Begin INFORMATION SHOWN

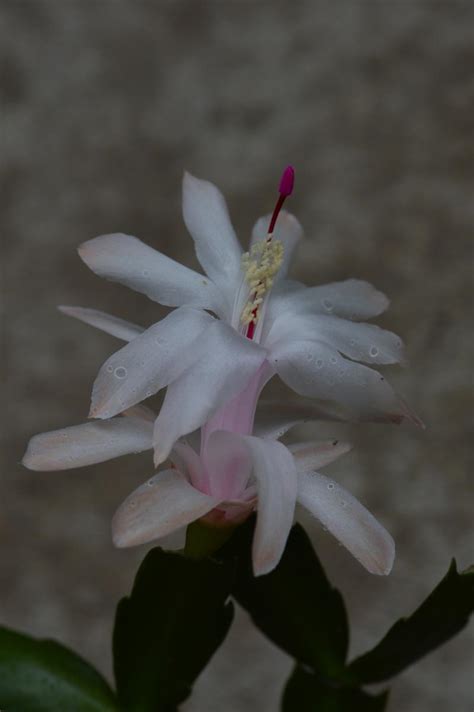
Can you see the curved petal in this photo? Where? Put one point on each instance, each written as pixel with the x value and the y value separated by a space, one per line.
pixel 112 325
pixel 348 520
pixel 158 507
pixel 217 247
pixel 87 444
pixel 220 374
pixel 275 474
pixel 313 455
pixel 125 259
pixel 350 299
pixel 274 417
pixel 188 462
pixel 361 342
pixel 149 362
pixel 313 369
pixel 228 464
pixel 287 230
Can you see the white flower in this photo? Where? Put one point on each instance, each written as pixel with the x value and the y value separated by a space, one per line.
pixel 231 331
pixel 309 336
pixel 233 475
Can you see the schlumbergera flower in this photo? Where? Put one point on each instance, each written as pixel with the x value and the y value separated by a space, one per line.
pixel 233 329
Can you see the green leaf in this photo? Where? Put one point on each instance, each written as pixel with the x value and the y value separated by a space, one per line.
pixel 305 693
pixel 166 632
pixel 444 613
pixel 44 676
pixel 294 605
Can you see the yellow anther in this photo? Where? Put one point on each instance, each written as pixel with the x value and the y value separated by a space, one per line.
pixel 260 266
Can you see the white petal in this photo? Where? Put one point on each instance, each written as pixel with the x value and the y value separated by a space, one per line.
pixel 189 463
pixel 315 370
pixel 125 259
pixel 217 247
pixel 288 231
pixel 87 444
pixel 229 362
pixel 228 464
pixel 274 418
pixel 350 299
pixel 160 506
pixel 149 362
pixel 348 520
pixel 275 474
pixel 361 342
pixel 143 412
pixel 105 322
pixel 313 455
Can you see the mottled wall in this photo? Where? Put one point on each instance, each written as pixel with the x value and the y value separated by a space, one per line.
pixel 104 102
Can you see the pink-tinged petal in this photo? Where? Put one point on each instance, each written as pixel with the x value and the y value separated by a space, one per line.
pixel 228 465
pixel 87 444
pixel 313 455
pixel 275 474
pixel 313 369
pixel 274 418
pixel 220 374
pixel 348 520
pixel 188 462
pixel 350 299
pixel 143 412
pixel 149 362
pixel 160 506
pixel 217 247
pixel 125 259
pixel 287 230
pixel 361 342
pixel 105 322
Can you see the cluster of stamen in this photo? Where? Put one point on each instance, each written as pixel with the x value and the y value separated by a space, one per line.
pixel 260 266
pixel 262 263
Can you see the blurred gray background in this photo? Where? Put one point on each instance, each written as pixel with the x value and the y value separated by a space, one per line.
pixel 104 103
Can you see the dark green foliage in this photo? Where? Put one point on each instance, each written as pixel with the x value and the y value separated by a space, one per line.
pixel 294 605
pixel 167 630
pixel 43 676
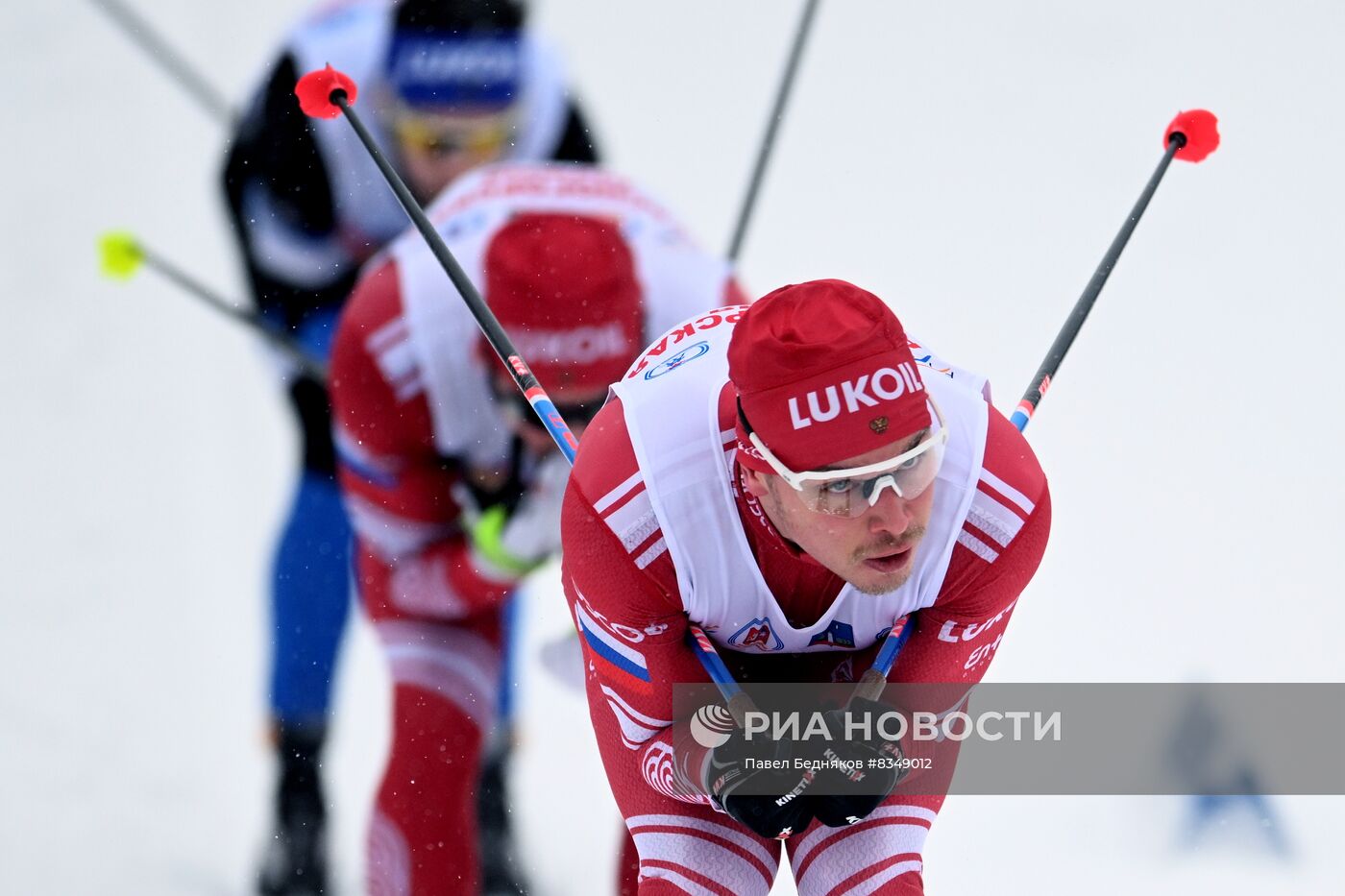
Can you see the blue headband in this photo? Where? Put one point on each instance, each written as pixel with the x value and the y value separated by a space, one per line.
pixel 454 70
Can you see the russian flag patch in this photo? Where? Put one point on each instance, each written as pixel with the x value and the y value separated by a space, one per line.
pixel 608 646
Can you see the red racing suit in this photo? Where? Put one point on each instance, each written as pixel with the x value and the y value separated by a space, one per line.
pixel 413 413
pixel 623 588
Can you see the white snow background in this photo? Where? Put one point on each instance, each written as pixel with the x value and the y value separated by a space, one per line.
pixel 968 161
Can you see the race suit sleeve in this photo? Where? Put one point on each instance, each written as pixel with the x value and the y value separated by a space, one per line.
pixel 998 550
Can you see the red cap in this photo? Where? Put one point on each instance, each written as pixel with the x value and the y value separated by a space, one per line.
pixel 823 373
pixel 564 288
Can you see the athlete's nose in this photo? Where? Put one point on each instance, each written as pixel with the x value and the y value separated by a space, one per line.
pixel 891 513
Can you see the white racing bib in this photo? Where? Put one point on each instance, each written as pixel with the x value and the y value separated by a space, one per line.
pixel 670 397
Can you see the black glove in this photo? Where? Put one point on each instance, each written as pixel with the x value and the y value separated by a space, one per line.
pixel 871 767
pixel 756 784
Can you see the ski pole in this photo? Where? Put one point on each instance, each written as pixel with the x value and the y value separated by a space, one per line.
pixel 327 93
pixel 1190 137
pixel 123 254
pixel 158 49
pixel 782 97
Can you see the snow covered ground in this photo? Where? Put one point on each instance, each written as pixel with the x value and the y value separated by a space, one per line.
pixel 968 161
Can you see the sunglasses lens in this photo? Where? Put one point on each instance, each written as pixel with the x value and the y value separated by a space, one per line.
pixel 851 496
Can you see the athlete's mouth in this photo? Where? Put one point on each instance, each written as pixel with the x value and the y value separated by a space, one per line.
pixel 891 561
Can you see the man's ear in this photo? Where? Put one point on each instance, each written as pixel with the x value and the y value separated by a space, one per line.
pixel 755 482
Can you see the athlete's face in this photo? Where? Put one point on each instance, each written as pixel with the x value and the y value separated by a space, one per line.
pixel 437 148
pixel 876 550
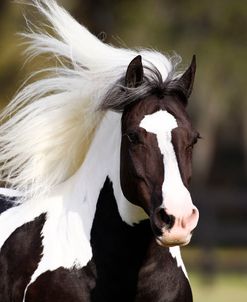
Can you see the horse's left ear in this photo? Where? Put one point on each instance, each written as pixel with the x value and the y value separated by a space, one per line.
pixel 134 74
pixel 187 79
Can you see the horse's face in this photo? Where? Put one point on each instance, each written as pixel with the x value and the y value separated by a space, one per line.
pixel 156 154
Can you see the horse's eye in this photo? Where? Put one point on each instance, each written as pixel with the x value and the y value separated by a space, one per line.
pixel 194 141
pixel 133 137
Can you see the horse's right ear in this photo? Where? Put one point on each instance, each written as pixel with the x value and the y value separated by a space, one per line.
pixel 134 74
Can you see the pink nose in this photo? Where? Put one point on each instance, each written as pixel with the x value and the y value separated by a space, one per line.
pixel 177 230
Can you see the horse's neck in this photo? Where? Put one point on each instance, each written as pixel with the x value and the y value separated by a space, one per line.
pixel 102 161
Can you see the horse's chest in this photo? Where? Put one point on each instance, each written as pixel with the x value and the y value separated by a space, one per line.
pixel 127 265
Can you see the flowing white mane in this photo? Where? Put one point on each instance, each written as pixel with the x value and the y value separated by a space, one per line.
pixel 51 122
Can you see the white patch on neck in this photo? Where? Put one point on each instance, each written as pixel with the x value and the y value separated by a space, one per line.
pixel 176 253
pixel 70 208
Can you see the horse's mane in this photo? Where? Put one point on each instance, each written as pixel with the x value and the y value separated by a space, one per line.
pixel 51 122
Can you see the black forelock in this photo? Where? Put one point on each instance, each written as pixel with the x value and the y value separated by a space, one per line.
pixel 119 96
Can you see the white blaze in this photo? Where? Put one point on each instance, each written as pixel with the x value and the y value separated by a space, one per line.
pixel 176 197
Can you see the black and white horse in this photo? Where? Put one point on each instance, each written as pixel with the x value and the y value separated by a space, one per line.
pixel 100 155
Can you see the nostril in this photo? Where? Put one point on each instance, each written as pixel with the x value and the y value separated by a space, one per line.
pixel 165 219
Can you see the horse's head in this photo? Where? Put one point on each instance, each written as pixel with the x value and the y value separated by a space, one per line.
pixel 156 154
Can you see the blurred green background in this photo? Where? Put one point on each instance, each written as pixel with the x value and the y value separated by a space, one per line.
pixel 216 31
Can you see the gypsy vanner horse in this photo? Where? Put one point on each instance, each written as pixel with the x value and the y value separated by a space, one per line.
pixel 96 158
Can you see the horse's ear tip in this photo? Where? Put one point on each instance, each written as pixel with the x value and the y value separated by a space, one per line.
pixel 193 62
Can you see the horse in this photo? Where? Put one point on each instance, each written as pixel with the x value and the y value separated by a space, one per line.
pixel 96 158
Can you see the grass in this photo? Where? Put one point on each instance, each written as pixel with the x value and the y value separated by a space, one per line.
pixel 219 288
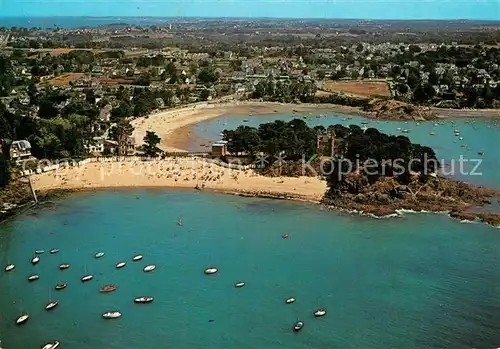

End INFORMATION SHOWN

#### DESCRIPTION OF THE TASK
Please copy out, with no changes, the lines of the data above from the line with "Can you see the horse's mane" to the line with "pixel 165 219", including both of those lines.

#### SOLUTION FOR THIS PROBLEM
Can you see the horse's mane in this photo? Where? Put one point on each instance, each written as pixel with the x value and the y value separated by a space, one per line.
pixel 51 122
Can you see the black forelock in this photo? Where? Put one point on each instance, each written as pixel with the x value and the y value separated by a space, one per line.
pixel 119 96
Can you see the white blaze in this photo? Where? Put one point on each instance, each written as pixel with the x value and the y value separated by a space, one per line.
pixel 176 197
Can you see the black and white horse in this photo? Where? Put one point on each instance, each written as pixel with the x value and the y value separated by a space, one per line.
pixel 100 155
Can you see the nostril in this photo? Where? Put one point on each instance, each written as pixel with the x value and the y value separated by a space, one per line.
pixel 165 219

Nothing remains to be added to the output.